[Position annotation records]
------

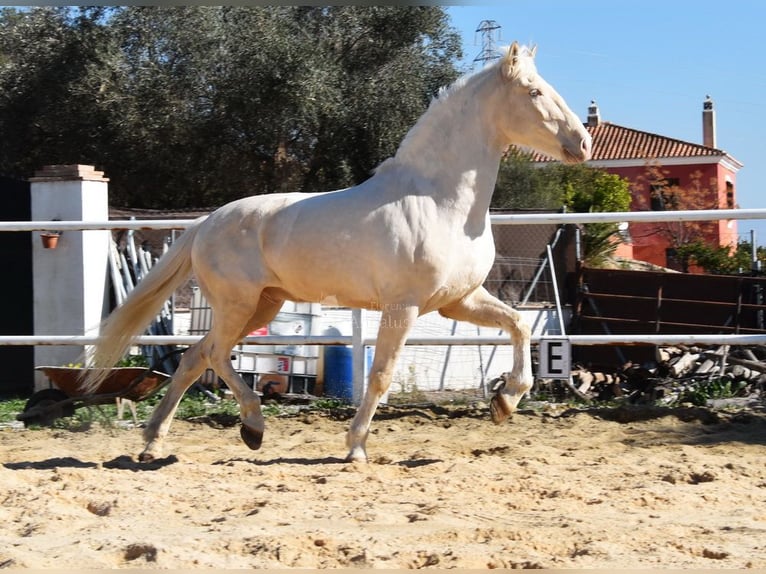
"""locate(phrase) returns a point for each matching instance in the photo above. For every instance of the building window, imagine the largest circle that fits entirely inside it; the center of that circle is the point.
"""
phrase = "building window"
(661, 196)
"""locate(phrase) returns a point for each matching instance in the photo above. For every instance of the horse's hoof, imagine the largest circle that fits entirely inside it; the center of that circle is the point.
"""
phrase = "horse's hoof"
(146, 457)
(499, 409)
(252, 438)
(356, 455)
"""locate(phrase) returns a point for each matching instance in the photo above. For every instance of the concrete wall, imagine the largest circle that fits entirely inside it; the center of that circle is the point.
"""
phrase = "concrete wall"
(70, 294)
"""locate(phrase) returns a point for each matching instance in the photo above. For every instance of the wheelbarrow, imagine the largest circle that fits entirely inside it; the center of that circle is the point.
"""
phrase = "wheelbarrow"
(47, 405)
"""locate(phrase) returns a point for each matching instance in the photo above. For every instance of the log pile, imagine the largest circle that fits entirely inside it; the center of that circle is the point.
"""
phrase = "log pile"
(679, 374)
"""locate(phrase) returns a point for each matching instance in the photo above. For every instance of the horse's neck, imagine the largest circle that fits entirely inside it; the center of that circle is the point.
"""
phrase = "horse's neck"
(454, 144)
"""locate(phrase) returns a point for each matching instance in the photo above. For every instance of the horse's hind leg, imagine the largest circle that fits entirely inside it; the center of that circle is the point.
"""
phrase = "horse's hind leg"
(211, 351)
(189, 369)
(226, 322)
(483, 309)
(395, 324)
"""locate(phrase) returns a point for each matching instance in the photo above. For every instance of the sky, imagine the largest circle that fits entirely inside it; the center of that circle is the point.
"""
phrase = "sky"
(648, 65)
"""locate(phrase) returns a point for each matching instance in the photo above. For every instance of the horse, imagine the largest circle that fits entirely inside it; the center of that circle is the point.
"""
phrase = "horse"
(413, 238)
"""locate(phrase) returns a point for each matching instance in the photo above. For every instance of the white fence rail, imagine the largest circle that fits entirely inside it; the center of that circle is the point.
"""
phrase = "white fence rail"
(497, 219)
(361, 339)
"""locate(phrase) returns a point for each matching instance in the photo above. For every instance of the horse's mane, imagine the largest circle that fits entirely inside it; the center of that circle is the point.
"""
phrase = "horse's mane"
(443, 106)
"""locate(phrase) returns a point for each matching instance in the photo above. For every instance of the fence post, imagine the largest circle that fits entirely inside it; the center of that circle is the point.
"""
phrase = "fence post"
(357, 355)
(69, 280)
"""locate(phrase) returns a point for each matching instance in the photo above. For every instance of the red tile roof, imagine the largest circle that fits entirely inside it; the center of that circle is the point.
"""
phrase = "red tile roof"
(613, 142)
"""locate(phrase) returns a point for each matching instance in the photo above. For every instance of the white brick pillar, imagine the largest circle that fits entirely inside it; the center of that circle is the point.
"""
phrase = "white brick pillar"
(70, 280)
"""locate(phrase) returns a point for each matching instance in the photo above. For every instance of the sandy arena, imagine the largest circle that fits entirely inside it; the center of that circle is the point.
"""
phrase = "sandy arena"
(445, 488)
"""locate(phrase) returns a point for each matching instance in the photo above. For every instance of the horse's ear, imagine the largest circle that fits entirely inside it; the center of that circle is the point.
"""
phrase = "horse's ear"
(509, 62)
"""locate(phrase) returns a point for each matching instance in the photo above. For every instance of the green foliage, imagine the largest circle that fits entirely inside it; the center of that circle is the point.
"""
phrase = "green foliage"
(187, 106)
(702, 391)
(720, 260)
(11, 407)
(578, 188)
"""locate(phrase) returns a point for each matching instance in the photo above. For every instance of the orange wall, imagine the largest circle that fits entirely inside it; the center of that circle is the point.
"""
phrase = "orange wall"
(649, 244)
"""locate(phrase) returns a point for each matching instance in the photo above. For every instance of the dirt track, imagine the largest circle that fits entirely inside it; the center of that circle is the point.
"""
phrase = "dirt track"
(443, 489)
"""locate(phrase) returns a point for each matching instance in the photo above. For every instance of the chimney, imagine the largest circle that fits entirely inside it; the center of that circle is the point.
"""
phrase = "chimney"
(708, 123)
(593, 116)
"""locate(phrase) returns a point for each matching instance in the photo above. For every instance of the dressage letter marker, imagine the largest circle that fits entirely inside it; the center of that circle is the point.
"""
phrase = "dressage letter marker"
(555, 358)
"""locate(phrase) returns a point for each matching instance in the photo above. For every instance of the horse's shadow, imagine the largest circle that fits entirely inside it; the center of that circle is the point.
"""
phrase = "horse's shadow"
(123, 462)
(300, 461)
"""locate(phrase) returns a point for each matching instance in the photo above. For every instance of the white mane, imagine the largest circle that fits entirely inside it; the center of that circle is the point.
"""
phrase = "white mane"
(445, 109)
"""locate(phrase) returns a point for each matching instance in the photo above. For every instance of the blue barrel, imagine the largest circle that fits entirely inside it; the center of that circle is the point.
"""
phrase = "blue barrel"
(338, 373)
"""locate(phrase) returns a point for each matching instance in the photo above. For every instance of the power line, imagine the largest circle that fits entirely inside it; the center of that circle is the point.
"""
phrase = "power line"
(490, 31)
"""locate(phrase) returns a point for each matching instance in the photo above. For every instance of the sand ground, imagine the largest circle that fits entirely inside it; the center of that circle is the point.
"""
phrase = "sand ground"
(610, 488)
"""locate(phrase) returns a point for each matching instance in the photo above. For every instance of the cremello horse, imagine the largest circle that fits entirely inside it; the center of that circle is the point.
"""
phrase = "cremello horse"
(413, 238)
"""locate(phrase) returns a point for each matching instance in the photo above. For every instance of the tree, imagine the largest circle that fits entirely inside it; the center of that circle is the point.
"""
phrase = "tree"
(684, 237)
(47, 107)
(196, 106)
(577, 188)
(720, 260)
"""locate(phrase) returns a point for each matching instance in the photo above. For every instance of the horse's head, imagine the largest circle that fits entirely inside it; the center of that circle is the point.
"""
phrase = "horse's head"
(538, 117)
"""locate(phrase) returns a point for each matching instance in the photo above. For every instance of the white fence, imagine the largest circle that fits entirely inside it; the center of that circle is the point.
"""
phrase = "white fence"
(360, 339)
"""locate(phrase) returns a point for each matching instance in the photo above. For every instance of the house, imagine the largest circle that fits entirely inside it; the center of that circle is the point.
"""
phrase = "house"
(666, 173)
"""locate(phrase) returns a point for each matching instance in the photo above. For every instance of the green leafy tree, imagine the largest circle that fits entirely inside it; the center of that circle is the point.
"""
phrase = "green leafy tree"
(721, 260)
(577, 188)
(196, 106)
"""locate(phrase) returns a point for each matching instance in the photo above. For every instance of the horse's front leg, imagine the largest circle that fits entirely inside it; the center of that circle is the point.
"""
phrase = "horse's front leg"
(485, 310)
(395, 324)
(190, 367)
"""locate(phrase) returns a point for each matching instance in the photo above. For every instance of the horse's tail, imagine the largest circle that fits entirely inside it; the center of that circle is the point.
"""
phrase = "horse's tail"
(118, 331)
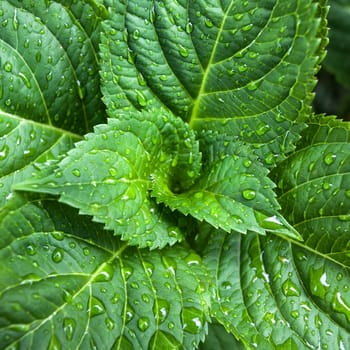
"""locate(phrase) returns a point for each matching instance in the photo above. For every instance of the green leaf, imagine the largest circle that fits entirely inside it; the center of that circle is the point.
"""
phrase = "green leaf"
(49, 64)
(219, 339)
(108, 175)
(65, 282)
(314, 187)
(233, 191)
(337, 59)
(24, 146)
(273, 294)
(221, 62)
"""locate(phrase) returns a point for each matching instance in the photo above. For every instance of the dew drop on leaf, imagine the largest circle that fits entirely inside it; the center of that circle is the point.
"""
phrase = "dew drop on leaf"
(289, 288)
(69, 326)
(143, 323)
(238, 16)
(4, 151)
(249, 194)
(58, 235)
(105, 274)
(318, 282)
(8, 67)
(141, 99)
(191, 323)
(247, 28)
(86, 251)
(189, 28)
(208, 23)
(329, 158)
(183, 51)
(57, 255)
(161, 310)
(96, 307)
(262, 129)
(110, 324)
(76, 172)
(340, 305)
(30, 249)
(127, 271)
(136, 34)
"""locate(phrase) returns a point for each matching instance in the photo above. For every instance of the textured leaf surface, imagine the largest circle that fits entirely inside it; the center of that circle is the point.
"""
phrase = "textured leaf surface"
(233, 192)
(219, 339)
(273, 294)
(109, 175)
(318, 175)
(25, 145)
(338, 52)
(67, 283)
(222, 63)
(49, 64)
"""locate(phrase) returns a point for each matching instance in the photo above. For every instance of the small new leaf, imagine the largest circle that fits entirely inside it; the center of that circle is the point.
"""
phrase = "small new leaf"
(232, 193)
(108, 175)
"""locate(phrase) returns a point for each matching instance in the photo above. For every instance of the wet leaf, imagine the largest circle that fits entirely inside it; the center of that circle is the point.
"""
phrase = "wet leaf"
(67, 282)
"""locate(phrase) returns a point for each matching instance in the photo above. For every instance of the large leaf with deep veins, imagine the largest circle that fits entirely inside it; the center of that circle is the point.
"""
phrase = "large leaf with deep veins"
(49, 62)
(287, 294)
(67, 283)
(244, 68)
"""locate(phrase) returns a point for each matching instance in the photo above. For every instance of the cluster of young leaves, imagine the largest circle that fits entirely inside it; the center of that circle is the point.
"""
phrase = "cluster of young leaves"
(211, 207)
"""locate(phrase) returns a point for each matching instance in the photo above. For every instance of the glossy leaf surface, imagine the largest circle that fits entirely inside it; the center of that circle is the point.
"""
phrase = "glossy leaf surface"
(49, 62)
(67, 283)
(217, 65)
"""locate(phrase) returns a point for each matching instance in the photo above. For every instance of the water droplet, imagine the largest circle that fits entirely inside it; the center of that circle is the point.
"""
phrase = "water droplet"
(242, 68)
(129, 313)
(208, 23)
(69, 327)
(110, 324)
(141, 99)
(193, 259)
(340, 305)
(76, 172)
(143, 323)
(191, 323)
(345, 217)
(262, 129)
(249, 194)
(8, 67)
(174, 232)
(189, 28)
(238, 16)
(136, 34)
(25, 80)
(96, 307)
(318, 282)
(4, 151)
(247, 28)
(105, 274)
(247, 163)
(295, 313)
(122, 342)
(127, 271)
(161, 309)
(184, 52)
(57, 255)
(58, 235)
(289, 288)
(30, 249)
(330, 158)
(54, 344)
(38, 56)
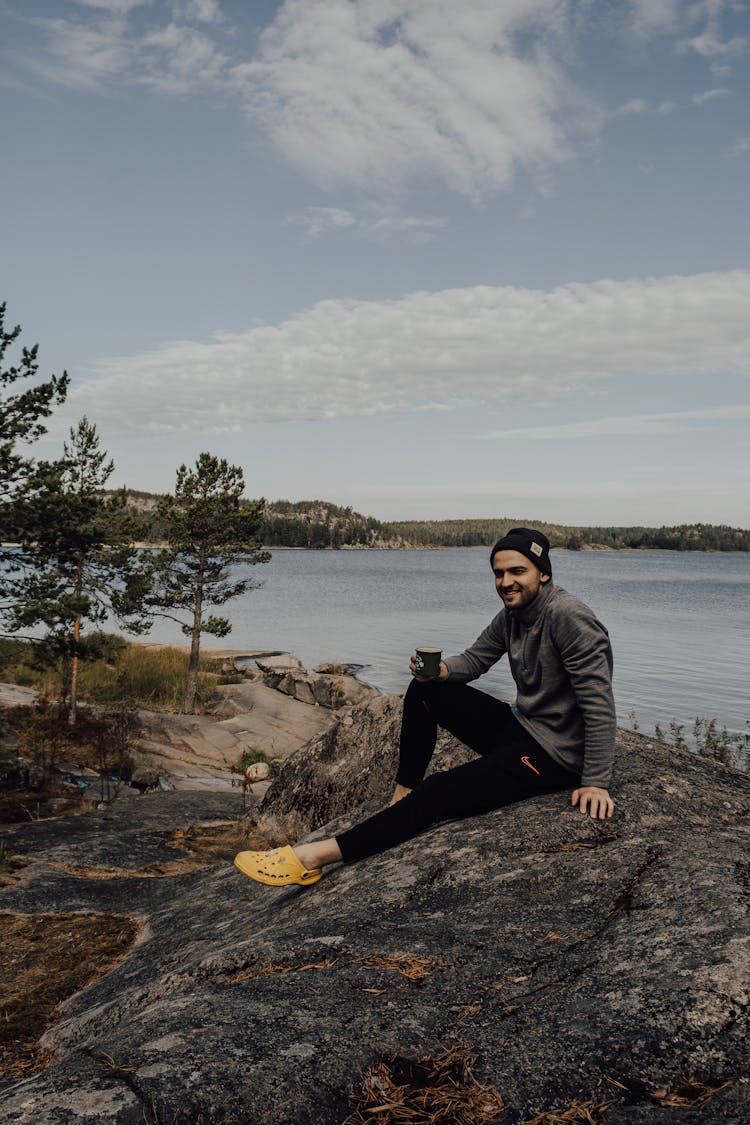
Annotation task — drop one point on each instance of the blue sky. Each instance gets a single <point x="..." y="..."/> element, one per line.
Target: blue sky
<point x="432" y="260"/>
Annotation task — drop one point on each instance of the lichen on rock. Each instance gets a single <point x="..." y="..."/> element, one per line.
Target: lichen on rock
<point x="578" y="962"/>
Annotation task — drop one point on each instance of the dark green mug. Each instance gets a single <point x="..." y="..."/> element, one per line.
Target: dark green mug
<point x="427" y="662"/>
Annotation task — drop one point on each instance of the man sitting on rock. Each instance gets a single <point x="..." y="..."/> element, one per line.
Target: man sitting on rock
<point x="558" y="735"/>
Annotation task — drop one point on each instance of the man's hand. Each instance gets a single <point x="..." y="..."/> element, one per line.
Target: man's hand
<point x="441" y="675"/>
<point x="594" y="800"/>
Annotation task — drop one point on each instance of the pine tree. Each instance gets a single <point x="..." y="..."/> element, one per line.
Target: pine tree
<point x="77" y="548"/>
<point x="209" y="532"/>
<point x="21" y="422"/>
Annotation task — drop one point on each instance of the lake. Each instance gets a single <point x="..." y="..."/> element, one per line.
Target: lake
<point x="679" y="622"/>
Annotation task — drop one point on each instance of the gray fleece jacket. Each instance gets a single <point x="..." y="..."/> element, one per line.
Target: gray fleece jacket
<point x="561" y="662"/>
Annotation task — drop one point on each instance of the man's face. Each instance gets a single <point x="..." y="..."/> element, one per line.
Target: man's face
<point x="516" y="579"/>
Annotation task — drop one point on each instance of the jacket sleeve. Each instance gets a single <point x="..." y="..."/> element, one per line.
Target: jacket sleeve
<point x="586" y="654"/>
<point x="489" y="646"/>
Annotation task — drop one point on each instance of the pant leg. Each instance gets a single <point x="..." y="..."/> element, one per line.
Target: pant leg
<point x="478" y="720"/>
<point x="518" y="770"/>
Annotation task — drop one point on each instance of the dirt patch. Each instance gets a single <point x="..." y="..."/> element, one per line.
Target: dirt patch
<point x="19" y="806"/>
<point x="44" y="960"/>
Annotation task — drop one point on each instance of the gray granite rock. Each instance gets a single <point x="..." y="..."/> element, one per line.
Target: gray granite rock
<point x="578" y="960"/>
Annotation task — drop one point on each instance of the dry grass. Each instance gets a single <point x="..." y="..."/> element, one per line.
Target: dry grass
<point x="440" y="1091"/>
<point x="413" y="969"/>
<point x="44" y="960"/>
<point x="20" y="806"/>
<point x="687" y="1092"/>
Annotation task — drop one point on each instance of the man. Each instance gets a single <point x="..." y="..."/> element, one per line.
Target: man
<point x="558" y="735"/>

------

=== What you will do ===
Put each listing line from the one containing "the dry grass." through the end of the listing into a Markdown table, skipping blank lines. Use a column "No." for a running row number and a column "Text" for the line itself.

=== The solution ===
| No. | Text |
|---|---|
| 1 | Annotation task — drop one point on each instance of the dry grass. Each instance gets a single <point x="..." y="..."/> element, one per line. |
| 2 | Target: dry grass |
| 3 | <point x="440" y="1091"/> |
| 4 | <point x="413" y="969"/> |
| 5 | <point x="44" y="960"/> |
| 6 | <point x="20" y="806"/> |
| 7 | <point x="687" y="1092"/> |
| 8 | Annotation task — drop one point on each instance of the man. Each instance gets a single <point x="..." y="..."/> element, one per line. |
| 9 | Target: man |
| 10 | <point x="558" y="735"/> |